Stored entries
::::

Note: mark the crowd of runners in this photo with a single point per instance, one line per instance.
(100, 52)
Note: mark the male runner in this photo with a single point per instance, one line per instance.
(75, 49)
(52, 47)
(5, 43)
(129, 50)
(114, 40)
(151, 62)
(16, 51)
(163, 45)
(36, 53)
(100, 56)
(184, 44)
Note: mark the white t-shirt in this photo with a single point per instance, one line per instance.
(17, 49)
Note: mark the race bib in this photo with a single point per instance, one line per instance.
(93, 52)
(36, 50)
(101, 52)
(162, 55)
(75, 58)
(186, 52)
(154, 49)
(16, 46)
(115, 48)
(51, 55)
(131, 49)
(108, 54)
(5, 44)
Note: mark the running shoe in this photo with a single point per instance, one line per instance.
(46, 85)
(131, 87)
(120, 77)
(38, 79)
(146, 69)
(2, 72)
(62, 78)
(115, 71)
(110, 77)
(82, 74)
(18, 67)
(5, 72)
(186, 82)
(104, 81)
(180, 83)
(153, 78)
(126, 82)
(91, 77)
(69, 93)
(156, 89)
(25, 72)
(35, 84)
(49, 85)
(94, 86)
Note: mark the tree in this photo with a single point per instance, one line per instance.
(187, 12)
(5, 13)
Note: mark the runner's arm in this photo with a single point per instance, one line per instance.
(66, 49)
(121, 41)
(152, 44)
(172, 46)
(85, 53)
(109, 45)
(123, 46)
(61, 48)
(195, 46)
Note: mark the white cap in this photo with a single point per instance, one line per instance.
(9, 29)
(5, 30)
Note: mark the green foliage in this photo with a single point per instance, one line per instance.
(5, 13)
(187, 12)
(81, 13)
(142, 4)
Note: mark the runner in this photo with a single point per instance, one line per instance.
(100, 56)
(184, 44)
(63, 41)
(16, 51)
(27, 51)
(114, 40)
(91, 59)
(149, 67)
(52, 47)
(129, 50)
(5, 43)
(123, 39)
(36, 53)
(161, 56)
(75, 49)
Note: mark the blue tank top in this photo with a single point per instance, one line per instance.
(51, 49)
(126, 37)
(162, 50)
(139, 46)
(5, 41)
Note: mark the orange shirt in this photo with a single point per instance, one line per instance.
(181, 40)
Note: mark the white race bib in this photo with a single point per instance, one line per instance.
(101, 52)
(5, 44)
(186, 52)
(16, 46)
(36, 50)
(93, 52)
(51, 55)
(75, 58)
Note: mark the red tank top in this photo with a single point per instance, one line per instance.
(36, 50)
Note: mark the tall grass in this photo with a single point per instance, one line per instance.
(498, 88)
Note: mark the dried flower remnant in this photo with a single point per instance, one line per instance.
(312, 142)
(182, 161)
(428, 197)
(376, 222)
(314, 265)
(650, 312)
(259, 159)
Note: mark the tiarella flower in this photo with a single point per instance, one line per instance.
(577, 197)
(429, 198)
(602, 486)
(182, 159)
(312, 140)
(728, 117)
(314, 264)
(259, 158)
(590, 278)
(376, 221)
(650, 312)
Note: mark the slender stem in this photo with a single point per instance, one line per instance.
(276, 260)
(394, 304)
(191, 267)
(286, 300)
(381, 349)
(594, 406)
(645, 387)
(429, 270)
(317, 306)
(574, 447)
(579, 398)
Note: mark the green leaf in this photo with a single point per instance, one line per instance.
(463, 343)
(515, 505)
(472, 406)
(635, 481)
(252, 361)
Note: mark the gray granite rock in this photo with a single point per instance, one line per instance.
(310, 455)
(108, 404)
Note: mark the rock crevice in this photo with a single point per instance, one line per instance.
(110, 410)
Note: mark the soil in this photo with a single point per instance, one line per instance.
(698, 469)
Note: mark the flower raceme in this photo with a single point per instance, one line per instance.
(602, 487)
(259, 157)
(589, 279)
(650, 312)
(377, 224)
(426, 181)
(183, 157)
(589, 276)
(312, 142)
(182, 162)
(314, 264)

::::

YOUR INSTRUCTIONS: Please put every line of the entries above into a Markdown table with two columns, Row and Line, where Row holds the row number and Line holds the line. Leave out blank lines.

CORRECT OUTPUT:
| Row | Line |
|---|---|
| 1 | Note: mark the crowd of runners in this photo with a single point per instance, one line per instance. |
| 2 | (100, 52) |
| 3 | Note: mark the male runner in this photo with a single point per instance, one line per instance. |
| 4 | (75, 49) |
| 5 | (52, 47) |
| 6 | (5, 43) |
| 7 | (129, 50) |
| 8 | (114, 40) |
| 9 | (151, 62) |
| 10 | (16, 51) |
| 11 | (163, 45) |
| 12 | (36, 53) |
| 13 | (100, 56) |
| 14 | (184, 44) |
| 15 | Note: mark the white t-shirt in this photo with a single point per instance, one line per instance. |
| 16 | (17, 49) |
| 17 | Note: mark the race bib in this photo with a single point per instance, one line per instance. |
| 18 | (93, 52) |
| 19 | (36, 50) |
| 20 | (101, 52) |
| 21 | (162, 55) |
| 22 | (75, 58) |
| 23 | (186, 52) |
| 24 | (154, 49) |
| 25 | (16, 46) |
| 26 | (115, 48) |
| 27 | (51, 55) |
| 28 | (131, 49) |
| 29 | (108, 54) |
| 30 | (5, 44) |
| 31 | Note: mark the running shoe in this photo with a single point per instance, one line per instance. |
| 32 | (46, 85) |
| 33 | (131, 87) |
| 34 | (120, 77) |
| 35 | (38, 79) |
| 36 | (146, 69) |
| 37 | (2, 72) |
| 38 | (62, 78) |
| 39 | (115, 71) |
| 40 | (110, 77) |
| 41 | (82, 74) |
| 42 | (18, 67) |
| 43 | (5, 72) |
| 44 | (186, 82) |
| 45 | (104, 81) |
| 46 | (180, 83) |
| 47 | (153, 78) |
| 48 | (126, 82) |
| 49 | (91, 77) |
| 50 | (69, 93) |
| 51 | (156, 89) |
| 52 | (25, 72) |
| 53 | (35, 84) |
| 54 | (49, 85) |
| 55 | (94, 86) |
| 56 | Note: mark the tree in this photo with a single point per instance, one line per instance. |
| 57 | (187, 12) |
| 58 | (5, 13) |
| 59 | Note: mark the runner's arm in this photo with a single point per instance, one line per instance. |
| 60 | (66, 49) |
| 61 | (121, 41) |
| 62 | (152, 44) |
| 63 | (172, 46) |
| 64 | (85, 53) |
| 65 | (109, 45) |
| 66 | (123, 46) |
| 67 | (61, 48) |
| 68 | (195, 46) |
| 69 | Note: mark the white cap in this photo with a single point per instance, one line per instance. |
| 70 | (9, 29) |
| 71 | (5, 30) |
| 72 | Note: mark the green foliage in this photo with a single point per instance, one line per instance. |
| 73 | (5, 13) |
| 74 | (187, 12) |
| 75 | (81, 13) |
| 76 | (142, 4) |
| 77 | Note: mark the runner in this photo with a single point per instance, one line per instance. |
| 78 | (100, 56) |
| 79 | (184, 44) |
| 80 | (63, 41) |
| 81 | (16, 51) |
| 82 | (27, 51) |
| 83 | (114, 40) |
| 84 | (91, 59) |
| 85 | (149, 67) |
| 86 | (52, 47) |
| 87 | (129, 50) |
| 88 | (5, 43) |
| 89 | (123, 39) |
| 90 | (36, 53) |
| 91 | (161, 56) |
| 92 | (75, 49) |
| 93 | Note: mark the blue tank top in this photo with a single point per instance, one line per instance. |
| 94 | (51, 49) |
| 95 | (126, 37) |
| 96 | (162, 50) |
| 97 | (139, 46) |
| 98 | (5, 41) |
| 99 | Note: mark the orange shirt in this photo with a single point per instance, one line per instance. |
| 100 | (181, 40) |
| 101 | Note: mark the white race bib in this photo with a single point per instance, one line per instance. |
| 102 | (101, 52) |
| 103 | (5, 44) |
| 104 | (186, 52) |
| 105 | (16, 46) |
| 106 | (36, 50) |
| 107 | (93, 52) |
| 108 | (51, 55) |
| 109 | (75, 58) |
| 110 | Note: mark the red tank top in this photo with a single point per instance, one line per instance. |
| 111 | (36, 50) |
| 112 | Note: mark the tall grass in this photo with a single point per instance, one line per instance. |
| 113 | (498, 88) |
| 114 | Note: mark the dried flower remnant in this photo with a single point per instance, one line per instance. |
| 115 | (312, 142) |
| 116 | (182, 161) |
| 117 | (428, 197) |
| 118 | (376, 222) |
| 119 | (314, 265) |
| 120 | (650, 312) |
| 121 | (259, 159) |
| 122 | Note: mark the tiarella flower in this photo with a single point per instance, one line per instance. |
| 123 | (577, 197) |
| 124 | (429, 198) |
| 125 | (602, 486) |
| 126 | (182, 159) |
| 127 | (312, 140) |
| 128 | (728, 117) |
| 129 | (314, 264) |
| 130 | (259, 158) |
| 131 | (590, 278) |
| 132 | (376, 221) |
| 133 | (650, 312) |
| 134 | Note: mark the slender stem in this photo with a single point per instance, one line per instance. |
| 135 | (276, 260) |
| 136 | (394, 304) |
| 137 | (191, 267) |
| 138 | (286, 300) |
| 139 | (381, 349) |
| 140 | (594, 406) |
| 141 | (645, 387) |
| 142 | (429, 270) |
| 143 | (317, 306) |
| 144 | (574, 447) |
| 145 | (579, 398) |
| 146 | Note: mark the green leaf in this photo with a single point per instance, one line per instance. |
| 147 | (463, 343) |
| 148 | (515, 505) |
| 149 | (472, 406) |
| 150 | (635, 481) |
| 151 | (252, 361) |
| 152 | Note: mark the gray granite rock in this photo with a single point per instance, one line per instance. |
| 153 | (310, 455) |
| 154 | (108, 404) |
| 155 | Note: mark the rock crevice in this photo with a single point per instance, one line per instance. |
| 156 | (110, 410) |
| 157 | Note: mark the soil in this photo with a single point per instance, one line per instance. |
| 158 | (698, 469) |
| 159 | Note: mark the flower raceme in this photo with a single point per instance, one line per instance. |
| 160 | (602, 487) |
| 161 | (259, 157) |
| 162 | (589, 279) |
| 163 | (650, 312) |
| 164 | (377, 224) |
| 165 | (426, 181) |
| 166 | (183, 157) |
| 167 | (589, 276) |
| 168 | (312, 142) |
| 169 | (182, 162) |
| 170 | (314, 264) |